YOUR OBJECTIVE ▸
Pull out each line of the listing below that contains the word "eyebrow", copying each one in full.

------ DATA ENTRIES ------

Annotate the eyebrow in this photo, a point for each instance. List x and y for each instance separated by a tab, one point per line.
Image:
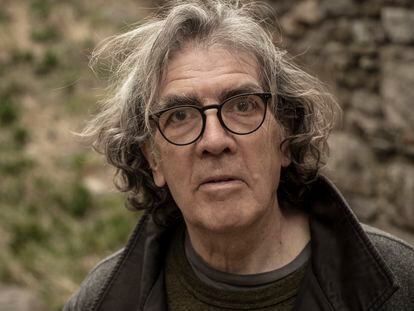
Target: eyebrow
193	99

------
------ DATA ENTRIES ------

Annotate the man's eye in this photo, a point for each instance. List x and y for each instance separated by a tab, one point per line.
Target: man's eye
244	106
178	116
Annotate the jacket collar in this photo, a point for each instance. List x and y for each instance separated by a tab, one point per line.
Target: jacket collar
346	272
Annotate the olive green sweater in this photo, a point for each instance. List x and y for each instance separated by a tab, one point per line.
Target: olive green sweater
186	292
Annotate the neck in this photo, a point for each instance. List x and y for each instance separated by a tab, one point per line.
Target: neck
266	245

------

THE ANSWER ▸
Annotate the eyebrow in this photo, a point for each instance. List x and y for each instance separated by a tab, one point per line.
Target: eyebrow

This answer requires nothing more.